● **Challenge**: Please reproduce each of the records below word for word, with nothing added or changed.

···

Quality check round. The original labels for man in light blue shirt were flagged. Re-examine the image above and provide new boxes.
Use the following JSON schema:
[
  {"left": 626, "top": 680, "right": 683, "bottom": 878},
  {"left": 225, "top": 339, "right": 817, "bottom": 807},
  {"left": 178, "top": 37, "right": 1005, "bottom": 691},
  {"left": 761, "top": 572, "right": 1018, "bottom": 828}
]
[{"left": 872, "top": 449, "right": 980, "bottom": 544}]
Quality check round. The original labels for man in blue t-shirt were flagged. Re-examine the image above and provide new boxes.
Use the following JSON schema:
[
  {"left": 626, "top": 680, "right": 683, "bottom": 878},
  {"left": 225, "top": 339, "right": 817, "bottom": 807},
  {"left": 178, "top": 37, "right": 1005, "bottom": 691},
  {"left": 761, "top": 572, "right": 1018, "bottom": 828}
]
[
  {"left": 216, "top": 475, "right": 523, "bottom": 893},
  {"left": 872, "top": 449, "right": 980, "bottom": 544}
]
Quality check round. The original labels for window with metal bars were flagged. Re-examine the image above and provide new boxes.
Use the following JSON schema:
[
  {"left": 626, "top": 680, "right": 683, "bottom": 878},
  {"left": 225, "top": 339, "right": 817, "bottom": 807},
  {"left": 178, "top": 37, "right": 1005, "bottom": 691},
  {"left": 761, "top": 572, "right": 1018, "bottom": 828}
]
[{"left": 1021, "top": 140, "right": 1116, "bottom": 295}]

···

● **Result for this task**:
Quality check round. The original labels for man in light blue shirt were flagged. Re-examine the image above and provide new boxes.
Use the following JSON schema:
[
  {"left": 626, "top": 680, "right": 683, "bottom": 878},
  {"left": 225, "top": 339, "right": 817, "bottom": 807},
  {"left": 178, "top": 37, "right": 1005, "bottom": 691},
  {"left": 761, "top": 572, "right": 1018, "bottom": 828}
]
[{"left": 872, "top": 449, "right": 980, "bottom": 544}]
Quality check round. The original labels for man in blue t-shirt were flagged. Re-examine the image above and provide new boxes.
Use the following JSON schema:
[
  {"left": 626, "top": 680, "right": 683, "bottom": 878},
  {"left": 225, "top": 339, "right": 817, "bottom": 807},
  {"left": 178, "top": 37, "right": 1005, "bottom": 691},
  {"left": 761, "top": 572, "right": 1018, "bottom": 828}
]
[
  {"left": 216, "top": 475, "right": 523, "bottom": 893},
  {"left": 872, "top": 449, "right": 980, "bottom": 544}
]
Quality check round. The original labels for window with metal bars were flagged. Re-examine the image above and provide new boxes.
Use the following JSON schema:
[
  {"left": 626, "top": 680, "right": 683, "bottom": 878},
  {"left": 225, "top": 339, "right": 817, "bottom": 807},
  {"left": 178, "top": 37, "right": 1005, "bottom": 691},
  {"left": 761, "top": 572, "right": 1018, "bottom": 828}
]
[{"left": 1021, "top": 140, "right": 1116, "bottom": 295}]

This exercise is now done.